- **TEXT**:
# German Mantis Book



## ellroy (Feb 11, 2006)

Geez, wish I could sprechen ze deutsch.....this book looks great:

http://www.ms-verlag.de/index.php?58&amp;b...tt_products=464

I did try running the text on the page thru a translater site but it was a bit lame.

Perhaps it will be reprinted in English??

Alan


----------



## Ian (Feb 11, 2006)

wow, nice find alan! That does look like a pretty class book...have you contacted the place to see if they do english versions?


----------



## ellroy (Feb 11, 2006)

Nein....I didn't feel I could overcome the language barrier. I thought some of our German friends might know of it.

**Edit** I have contacted the publisher through the website, will keep you posted


----------



## Christian (Feb 11, 2006)

Hi.

I mentioned this one in another post. The first edition is in German only. However, it may be possible that the author is on the way to a second edition, in which the revisions which were undertook afterwards are to be included. He was also searching for someone to translate it into English. I do not know if he is proceeding with this. Maybe your request will be answered by the publisher.

- **TO BE DONE**:
(a) Answer these about the mantis book thread, one line each:
(i) What did ellroy run the text on the page through?
(ii) Whom did ellroy contact through the website?
(iii) According to Christian, in what language is the first edition available?
(b) Reproduce everything in the mantis book thread from "# German Mantis" down to "a bit lame.", word for word.

- **DATASET EXTRACT**:
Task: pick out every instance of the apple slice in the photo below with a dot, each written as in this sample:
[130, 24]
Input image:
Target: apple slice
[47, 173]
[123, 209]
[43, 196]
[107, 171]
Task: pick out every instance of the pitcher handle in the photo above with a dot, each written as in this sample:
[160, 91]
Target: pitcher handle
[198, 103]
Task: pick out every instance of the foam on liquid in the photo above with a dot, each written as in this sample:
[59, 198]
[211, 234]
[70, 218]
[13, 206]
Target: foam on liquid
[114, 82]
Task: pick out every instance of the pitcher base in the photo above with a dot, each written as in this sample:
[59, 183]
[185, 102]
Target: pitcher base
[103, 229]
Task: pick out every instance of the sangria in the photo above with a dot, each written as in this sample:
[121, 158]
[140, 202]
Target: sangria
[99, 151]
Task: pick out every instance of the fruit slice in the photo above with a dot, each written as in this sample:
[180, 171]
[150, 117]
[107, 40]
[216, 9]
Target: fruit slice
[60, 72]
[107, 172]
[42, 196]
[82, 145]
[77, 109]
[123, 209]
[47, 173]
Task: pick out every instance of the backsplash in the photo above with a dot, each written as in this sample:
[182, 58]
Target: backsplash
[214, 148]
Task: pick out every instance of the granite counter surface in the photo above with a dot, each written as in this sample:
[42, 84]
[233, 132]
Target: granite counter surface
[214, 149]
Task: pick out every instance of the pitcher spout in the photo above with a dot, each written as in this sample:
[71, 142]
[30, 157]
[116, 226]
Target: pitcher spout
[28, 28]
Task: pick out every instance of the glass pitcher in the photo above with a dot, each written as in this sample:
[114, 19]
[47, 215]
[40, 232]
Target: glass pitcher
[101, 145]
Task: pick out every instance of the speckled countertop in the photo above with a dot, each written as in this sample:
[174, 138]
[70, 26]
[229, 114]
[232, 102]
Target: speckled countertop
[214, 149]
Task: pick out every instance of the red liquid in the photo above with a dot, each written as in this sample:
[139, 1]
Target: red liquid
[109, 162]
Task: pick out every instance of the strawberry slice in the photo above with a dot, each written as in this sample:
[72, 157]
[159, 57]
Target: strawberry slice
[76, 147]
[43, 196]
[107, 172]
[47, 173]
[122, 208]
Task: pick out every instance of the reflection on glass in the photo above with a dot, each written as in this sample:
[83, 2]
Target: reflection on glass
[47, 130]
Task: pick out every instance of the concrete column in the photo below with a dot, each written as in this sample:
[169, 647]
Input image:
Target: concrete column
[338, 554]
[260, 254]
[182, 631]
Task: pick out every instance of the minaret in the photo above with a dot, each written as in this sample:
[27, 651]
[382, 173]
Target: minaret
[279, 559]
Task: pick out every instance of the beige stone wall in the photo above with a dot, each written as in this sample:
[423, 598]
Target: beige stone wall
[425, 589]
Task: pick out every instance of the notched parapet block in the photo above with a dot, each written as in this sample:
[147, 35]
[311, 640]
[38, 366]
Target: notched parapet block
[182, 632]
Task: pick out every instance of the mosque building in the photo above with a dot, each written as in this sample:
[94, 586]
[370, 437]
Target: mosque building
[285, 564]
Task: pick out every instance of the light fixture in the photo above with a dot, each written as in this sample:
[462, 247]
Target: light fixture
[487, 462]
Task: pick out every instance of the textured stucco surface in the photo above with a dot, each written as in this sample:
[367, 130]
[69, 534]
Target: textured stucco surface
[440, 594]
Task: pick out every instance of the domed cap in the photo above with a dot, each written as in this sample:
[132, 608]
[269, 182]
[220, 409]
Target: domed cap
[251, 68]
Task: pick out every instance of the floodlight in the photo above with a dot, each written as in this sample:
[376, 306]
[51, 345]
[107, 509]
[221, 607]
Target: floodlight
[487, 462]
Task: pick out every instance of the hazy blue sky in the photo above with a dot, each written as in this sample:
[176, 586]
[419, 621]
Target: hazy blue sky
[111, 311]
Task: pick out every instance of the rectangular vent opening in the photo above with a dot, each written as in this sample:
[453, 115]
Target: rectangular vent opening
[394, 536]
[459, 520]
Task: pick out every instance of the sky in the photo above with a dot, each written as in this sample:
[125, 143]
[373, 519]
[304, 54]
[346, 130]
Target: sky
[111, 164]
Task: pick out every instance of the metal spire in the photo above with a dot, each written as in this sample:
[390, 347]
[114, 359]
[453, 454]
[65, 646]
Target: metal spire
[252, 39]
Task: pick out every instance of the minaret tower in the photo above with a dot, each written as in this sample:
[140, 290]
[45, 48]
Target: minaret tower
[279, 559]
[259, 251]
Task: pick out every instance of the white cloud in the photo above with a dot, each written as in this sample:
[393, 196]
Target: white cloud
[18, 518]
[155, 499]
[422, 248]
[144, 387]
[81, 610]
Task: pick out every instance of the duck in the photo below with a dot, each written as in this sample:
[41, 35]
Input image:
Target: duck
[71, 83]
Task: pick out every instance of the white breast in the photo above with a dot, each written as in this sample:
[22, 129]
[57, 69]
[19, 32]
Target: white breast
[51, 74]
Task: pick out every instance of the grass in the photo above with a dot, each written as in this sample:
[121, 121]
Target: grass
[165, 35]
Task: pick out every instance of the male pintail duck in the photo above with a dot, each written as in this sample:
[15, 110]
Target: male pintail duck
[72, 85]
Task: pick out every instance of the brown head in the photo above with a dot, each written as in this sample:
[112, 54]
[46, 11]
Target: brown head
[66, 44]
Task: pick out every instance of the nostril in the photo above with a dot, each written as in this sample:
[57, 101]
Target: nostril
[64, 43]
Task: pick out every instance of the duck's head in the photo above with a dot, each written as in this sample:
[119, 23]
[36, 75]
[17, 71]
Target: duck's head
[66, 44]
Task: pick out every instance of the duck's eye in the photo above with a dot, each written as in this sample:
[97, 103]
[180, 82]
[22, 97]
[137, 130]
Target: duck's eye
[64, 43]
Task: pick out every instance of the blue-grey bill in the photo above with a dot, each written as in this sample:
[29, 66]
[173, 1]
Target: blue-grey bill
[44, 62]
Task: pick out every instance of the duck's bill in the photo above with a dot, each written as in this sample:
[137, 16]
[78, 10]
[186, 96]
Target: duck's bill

- **PER-TASK ANSWERS**:
(a)
(i) A translator site.
(ii) The publisher.
(iii) German only.

(b)
# German Mantis Book



## ellroy (Feb 11, 2006)

Geez, wish I could sprechen ze deutsch.....this book looks great:

http://www.ms-verlag.de/index.php?58&amp;b...tt_products=464

I did try running the text on the page thru a translater site but it was a bit lame.